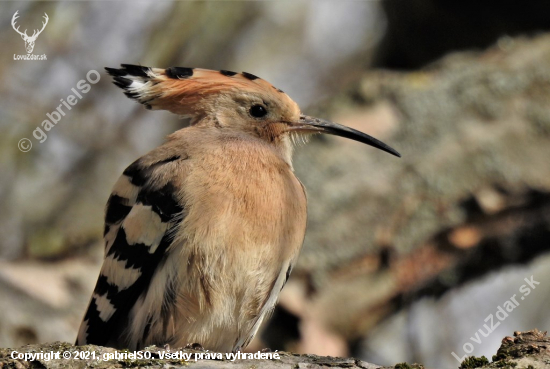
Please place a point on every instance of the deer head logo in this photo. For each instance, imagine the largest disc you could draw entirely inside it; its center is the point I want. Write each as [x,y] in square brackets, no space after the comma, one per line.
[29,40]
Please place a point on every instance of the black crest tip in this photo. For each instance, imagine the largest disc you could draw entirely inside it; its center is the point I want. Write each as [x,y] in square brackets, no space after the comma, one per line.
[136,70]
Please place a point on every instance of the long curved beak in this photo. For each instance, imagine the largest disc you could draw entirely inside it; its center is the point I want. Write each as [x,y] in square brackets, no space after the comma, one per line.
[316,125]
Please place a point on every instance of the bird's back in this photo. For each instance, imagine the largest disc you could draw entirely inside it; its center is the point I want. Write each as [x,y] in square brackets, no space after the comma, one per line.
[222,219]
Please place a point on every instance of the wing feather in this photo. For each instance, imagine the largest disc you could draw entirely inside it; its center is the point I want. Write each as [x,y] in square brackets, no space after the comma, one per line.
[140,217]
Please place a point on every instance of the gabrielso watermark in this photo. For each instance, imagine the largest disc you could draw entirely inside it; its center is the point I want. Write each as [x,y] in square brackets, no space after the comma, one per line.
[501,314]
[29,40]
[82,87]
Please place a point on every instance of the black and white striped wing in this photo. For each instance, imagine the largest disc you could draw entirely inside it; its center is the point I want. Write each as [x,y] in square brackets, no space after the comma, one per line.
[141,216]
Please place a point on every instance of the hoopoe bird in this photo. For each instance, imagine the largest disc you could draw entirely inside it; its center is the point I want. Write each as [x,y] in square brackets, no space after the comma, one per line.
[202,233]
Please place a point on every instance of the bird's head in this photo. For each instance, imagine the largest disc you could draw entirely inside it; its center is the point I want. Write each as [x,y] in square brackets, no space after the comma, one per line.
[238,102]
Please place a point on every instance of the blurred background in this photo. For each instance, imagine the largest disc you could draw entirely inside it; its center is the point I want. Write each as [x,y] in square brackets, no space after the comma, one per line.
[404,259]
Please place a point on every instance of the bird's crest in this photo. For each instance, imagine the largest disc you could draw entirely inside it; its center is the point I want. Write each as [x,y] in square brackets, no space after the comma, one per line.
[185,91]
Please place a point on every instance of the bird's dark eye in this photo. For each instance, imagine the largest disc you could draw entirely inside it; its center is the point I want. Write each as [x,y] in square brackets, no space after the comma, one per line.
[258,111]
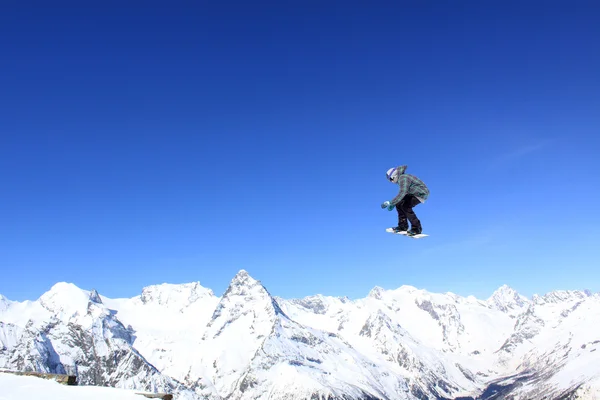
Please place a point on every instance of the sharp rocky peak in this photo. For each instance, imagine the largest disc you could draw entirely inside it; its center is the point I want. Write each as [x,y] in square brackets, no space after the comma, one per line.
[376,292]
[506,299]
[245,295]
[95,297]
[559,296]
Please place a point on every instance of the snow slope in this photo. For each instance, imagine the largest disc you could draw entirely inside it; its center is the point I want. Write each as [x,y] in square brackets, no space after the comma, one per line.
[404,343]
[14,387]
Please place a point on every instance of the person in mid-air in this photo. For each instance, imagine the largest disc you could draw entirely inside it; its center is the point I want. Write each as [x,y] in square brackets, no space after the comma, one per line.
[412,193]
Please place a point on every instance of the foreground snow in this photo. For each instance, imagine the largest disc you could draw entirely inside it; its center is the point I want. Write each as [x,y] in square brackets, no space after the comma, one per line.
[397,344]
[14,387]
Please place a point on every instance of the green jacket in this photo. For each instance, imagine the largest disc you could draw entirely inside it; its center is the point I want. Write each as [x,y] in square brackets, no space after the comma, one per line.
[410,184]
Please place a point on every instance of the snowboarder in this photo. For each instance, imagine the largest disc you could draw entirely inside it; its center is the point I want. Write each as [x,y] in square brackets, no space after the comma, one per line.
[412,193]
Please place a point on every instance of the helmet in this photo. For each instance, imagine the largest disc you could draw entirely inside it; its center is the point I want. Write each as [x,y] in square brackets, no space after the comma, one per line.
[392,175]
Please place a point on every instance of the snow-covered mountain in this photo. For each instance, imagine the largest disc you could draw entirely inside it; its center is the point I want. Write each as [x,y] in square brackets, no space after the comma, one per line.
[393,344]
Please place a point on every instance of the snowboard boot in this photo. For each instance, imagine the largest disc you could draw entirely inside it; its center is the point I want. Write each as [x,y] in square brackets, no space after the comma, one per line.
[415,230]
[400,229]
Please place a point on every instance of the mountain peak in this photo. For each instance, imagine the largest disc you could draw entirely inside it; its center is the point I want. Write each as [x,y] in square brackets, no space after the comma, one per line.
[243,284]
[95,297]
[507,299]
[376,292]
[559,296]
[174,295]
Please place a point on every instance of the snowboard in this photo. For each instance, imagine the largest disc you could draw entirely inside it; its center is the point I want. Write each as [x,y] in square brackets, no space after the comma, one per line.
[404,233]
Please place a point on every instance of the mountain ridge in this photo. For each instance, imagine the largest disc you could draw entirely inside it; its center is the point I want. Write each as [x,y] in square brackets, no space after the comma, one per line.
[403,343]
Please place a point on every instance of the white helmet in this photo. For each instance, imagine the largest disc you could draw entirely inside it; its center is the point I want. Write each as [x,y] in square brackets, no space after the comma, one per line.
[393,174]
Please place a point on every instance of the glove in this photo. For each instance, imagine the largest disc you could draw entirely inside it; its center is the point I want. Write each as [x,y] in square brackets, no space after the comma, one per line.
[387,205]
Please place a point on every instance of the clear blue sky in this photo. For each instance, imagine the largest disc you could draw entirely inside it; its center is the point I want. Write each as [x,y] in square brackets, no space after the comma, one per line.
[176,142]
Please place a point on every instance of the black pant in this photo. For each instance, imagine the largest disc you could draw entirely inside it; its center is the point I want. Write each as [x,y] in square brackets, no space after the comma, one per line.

→ **EXERCISE BRIEF**:
When you transcribe the entries above, keep every word exact and leave out the pictures.

→ **TASK RESULT**:
Please place a point on every instance of the deer head logo in this photo. For each instance, imagine the largest disc you could draw entirely inside it; its center is the point I want. Write each as [x,y] in square brackets, no space after the comma, one per line.
[29,40]
Please place a point on every instance of the black crest tip in this photo. For each instance, imagine the largest disc you could draw entirely inside it; its center is the point I want. Write each as [x,y] in square brackets, no space after the comma, one per line.
[136,70]
Please place a point on every instance of the long curved beak in this photo. For each instance, imagine the largest disc you could draw entirely inside it; its center is the point I want. Write each as [x,y] in square brackets, no space after the comma, one per line.
[316,125]
Please place a point on every instance of the bird's back in this photo. For each instance, imagine the largest disc you could draw entirely inside it; its center is the point I want. Write each as [x,y] in square brackets, no space after the comma, one per line.
[222,219]
Please place a point on every instance of the wing feather in this photo. For each instance, imagine the largest disc you could draw entirely inside it; its center is the point I want. Write each as [x,y] in square brackets, no space after the comma, one per line.
[140,217]
Please place a point on every instance of the gabrielso watermark in this photo. For each instance, imagine the largest disc you could draw entirely inside it; its center is the point I want. Write each as [x,y] in square brackets, no space after the comma, one per line.
[501,314]
[29,40]
[82,87]
Please place a point on every instance of the black and white striped wing in this photo. For each instance, imagine the largest disc you could draw entirely inside it; its center is the point I want. Write each as [x,y] in square brackets, no space after the comma, one per line.
[141,216]
Please place a point on every instance of the hoopoe bird in this photo. For each instance, imagine the largest disc you could draw entirely inside it; its center is the point I want. Write each as [x,y] in square brackets, no space after the comma, one per line.
[202,233]
Please place a point on every instance of the bird's head in this photo. For each instance, imagine the largest disc you could draw entirely inside it; its center is the point I want. Write each as [x,y] in square brackets, no space after the comma, one per line.
[238,102]
Please place a point on every instance of the blurred background in this photo. For each instance, imagine the largest disc you could draw entirely inside it; its center is the point I want. Write each as [x,y] in square brackets, no space after the comma, one per line.
[404,259]
Please place a point on every instance of the bird's crest in this photo. For each instance, imagine the largest disc you could draw entirely inside it; its center is the point I want. Write each as [x,y] in square brackets, no space after the comma, one per line.
[185,91]
Please place a point on every instance of the bird's dark eye in this photo. For each instance, imagine the largest disc you could draw entirely inside it; its center is the point I want. Write each as [x,y] in square brackets, no space after the comma, one per line.
[258,111]
Please place a point on every instance of the sharp rocky peak in this photo. For each instance, imagine the largest disc you could draw entirely inside it; its center is the point I want. Write each as [x,y] in square brackets, no space after the comma, one per line.
[376,292]
[506,299]
[245,295]
[95,297]
[559,296]
Please place a point on every instance of the snow slope in this photo. For each instance, imagine the largest disc you could draw entirely inside it; its center is the point I want. Write each as [x,y] in square brackets, no space after the comma, one per line.
[404,343]
[14,387]
Please place a point on every instance of the person in mid-air in this photo. For each instance, imagine the largest disc you could draw entirely inside it; its center is the point I want. Write each as [x,y] in square brackets, no space after the comma, one per line.
[412,193]
Please place a point on every instance of the foreground snow in this photo. For each instance, imagine the largest disc you could draw entirely inside it; its center is the point I want. Write each as [x,y] in square brackets, no space after the comma, one per line.
[397,344]
[14,387]
Please place a point on every instance of the green jacket in this photo. For each instance, imagine the largest disc you could draw entirely inside it; its center is the point I want. Write each as [x,y] in square brackets, no space after the comma, one per line.
[410,184]
Please place a point on every instance of the snowboarder in this photo. For each instance, imagine the largest disc you could draw entirely inside it; its center is the point I want. Write each as [x,y] in square brackets, no space after the comma, one per line.
[412,193]
Please place a point on every instance of the helmet in this photo. For each instance, imagine the largest disc you could draw entirely inside it; its center is the point I want. Write each as [x,y] in square brackets, no space after the comma, one per line.
[392,175]
Please place a point on every instance of the snow-covered mountain in this photo. For each instance, imagine the largest disc you could draw entirely inside it; its center is the point I want. Write each as [x,y] in square brackets, no space after the comma, one per line.
[393,344]
Please place a point on every instance of the snowboard boot in this photo. For each instance, imagine the largest disc you could draw entirely inside it; its center is the point I want. Write each as [x,y] in square brackets, no space after the comma, one per line.
[415,230]
[400,229]
Please place a point on every instance of the mountain peak in this photo. For each instance, imagine the largest disc you could draw entirely inside it; its center is the point I want. Write each as [x,y] in square brackets, no space after the comma, one per line.
[243,284]
[95,297]
[507,299]
[376,292]
[559,296]
[174,295]
Please place a point on every instance of the snowboard in this photo. For each instance, imagine the largest disc you could draw entirely inside it; its center is the point I want. Write each as [x,y] in square brackets, no space after the comma, one per line.
[404,233]
Please place a point on every instance of the mountain ridge in this photo. For each instance, imagine the largest disc you could draw entirely inside it; its center is the point I want. Write each as [x,y] in square brackets, no space after the comma, one per line.
[403,343]
Please place a point on every instance of the white helmet in this photo. For each instance, imagine the largest disc you could draw entirely inside it; its center is the point I want. Write each as [x,y] in square brackets, no space after the comma, one per line.
[393,174]
Please place a point on every instance of the glove in this photo. For each instance, imagine the largest disc you could draw entirely inside it; its center is the point I want. Write each as [x,y] in square brackets, no space after the comma, one per line.
[387,205]
Please place a point on every instance of the clear blue sky in this photo. For each instance, imagine the largest disc you could draw entirely inside it; its center is the point I want. Write each as [x,y] in square brackets, no space after the comma, one per line.
[176,142]
Please place a point on every instance of the black pant in this photo. For each instance, imagine the largest disc you could draw entirely inside it; its center is the point I want. Write each as [x,y] in square brackets, no space after the comma, one per line.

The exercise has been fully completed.